**WHAT NEEDS TO BE DONE:** Provide the entries once more, identical in every word.

**DATA SUPPLIED:**

=== Section Start ===

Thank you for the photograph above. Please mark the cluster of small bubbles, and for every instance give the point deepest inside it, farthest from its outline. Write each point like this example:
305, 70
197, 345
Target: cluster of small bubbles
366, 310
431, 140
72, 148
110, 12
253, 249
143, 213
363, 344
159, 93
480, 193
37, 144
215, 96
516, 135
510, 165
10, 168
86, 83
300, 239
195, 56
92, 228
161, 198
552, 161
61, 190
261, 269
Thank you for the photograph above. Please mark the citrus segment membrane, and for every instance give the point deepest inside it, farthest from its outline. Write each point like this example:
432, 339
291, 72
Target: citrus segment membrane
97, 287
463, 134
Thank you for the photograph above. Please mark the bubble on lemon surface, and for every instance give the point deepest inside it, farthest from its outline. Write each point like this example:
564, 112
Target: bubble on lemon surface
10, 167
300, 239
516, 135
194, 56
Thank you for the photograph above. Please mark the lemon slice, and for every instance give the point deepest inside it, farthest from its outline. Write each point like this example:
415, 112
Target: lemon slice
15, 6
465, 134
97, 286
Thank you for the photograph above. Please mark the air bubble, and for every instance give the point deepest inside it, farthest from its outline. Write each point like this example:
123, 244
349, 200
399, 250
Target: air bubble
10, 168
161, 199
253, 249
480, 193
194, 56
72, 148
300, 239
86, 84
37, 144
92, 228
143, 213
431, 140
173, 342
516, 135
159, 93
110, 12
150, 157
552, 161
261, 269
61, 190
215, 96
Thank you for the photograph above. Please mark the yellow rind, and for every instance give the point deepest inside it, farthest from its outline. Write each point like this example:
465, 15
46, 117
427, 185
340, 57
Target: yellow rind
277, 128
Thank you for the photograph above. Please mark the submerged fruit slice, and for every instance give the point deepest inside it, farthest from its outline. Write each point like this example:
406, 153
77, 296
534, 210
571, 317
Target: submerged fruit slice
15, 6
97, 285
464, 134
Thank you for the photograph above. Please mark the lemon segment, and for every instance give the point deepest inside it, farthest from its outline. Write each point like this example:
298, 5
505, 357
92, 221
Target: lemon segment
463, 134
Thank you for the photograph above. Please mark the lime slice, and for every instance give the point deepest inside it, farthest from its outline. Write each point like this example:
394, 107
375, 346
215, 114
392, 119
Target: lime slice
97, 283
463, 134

=== Section End ===

**TASK ANSWER:**
Thank you for the photograph above. Please mark the cluster of small bubbles, and for every instance give the point deepest inside it, farthest from its outline. Write each point like this example:
305, 70
197, 345
Target: cluster of small bubbles
366, 310
431, 140
72, 148
110, 12
253, 249
143, 213
363, 344
159, 93
480, 193
37, 144
215, 96
516, 135
510, 165
10, 168
86, 83
300, 239
195, 56
92, 228
161, 198
552, 161
61, 190
261, 269
Thank you for the photograph above. Please mark the citrus segment membrane, and for every instance give the point deepest inside it, farthest from its outline. Write each point like this example:
432, 339
291, 72
Target: citrus segment membrane
97, 287
463, 134
Thank you for the photograph above. Please mark the bubble on lemon surface, and for every instance give the point deepest inside it, farthest from its outline. Write each point like this example:
564, 112
Target: bubble on lemon surface
10, 167
300, 239
516, 135
194, 56
Thank you for the photograph above. Please mark the lemon slice, and for every instance give the point deepest inside it, farthest from its outline. Write each point like this example:
415, 112
Target: lemon slice
15, 6
465, 134
97, 286
Thank you for the photograph above. Please mark the air bubble, and for every instance give the point deepest inside it, farthest from its outline. Write each point like this example:
123, 244
349, 200
399, 250
Target: air bubble
10, 168
161, 199
253, 249
480, 193
194, 56
72, 148
300, 239
86, 84
37, 144
92, 228
143, 213
431, 140
173, 342
516, 135
159, 93
110, 12
150, 157
552, 161
261, 269
61, 190
215, 96
Thank you for the photograph above. Please mark the yellow rind, and for every instance give the point deepest inside it, farthest from its outline. Write each point like this example:
465, 15
46, 117
427, 185
340, 57
Target: yellow rind
277, 128
Thank you for the photograph above. Please mark the submerged fruit slice, and for every instance give the point deepest inside it, farthest from its outline. Write each point like this example:
406, 153
77, 296
534, 210
571, 317
Target: submerged fruit slice
15, 6
97, 285
464, 134
Thank you for the photograph above. Please mark the lemon segment, and for every instance give the point deepest inside it, farthest from its outline. Write each point like this example:
298, 5
505, 357
92, 221
Target: lemon segment
463, 134
Thank you for the photograph above. Please mark the lime slice, and for every instance give the point deepest inside it, farthest from its outline. Write each point like this example:
394, 107
375, 346
215, 114
392, 119
Target: lime slice
97, 283
463, 134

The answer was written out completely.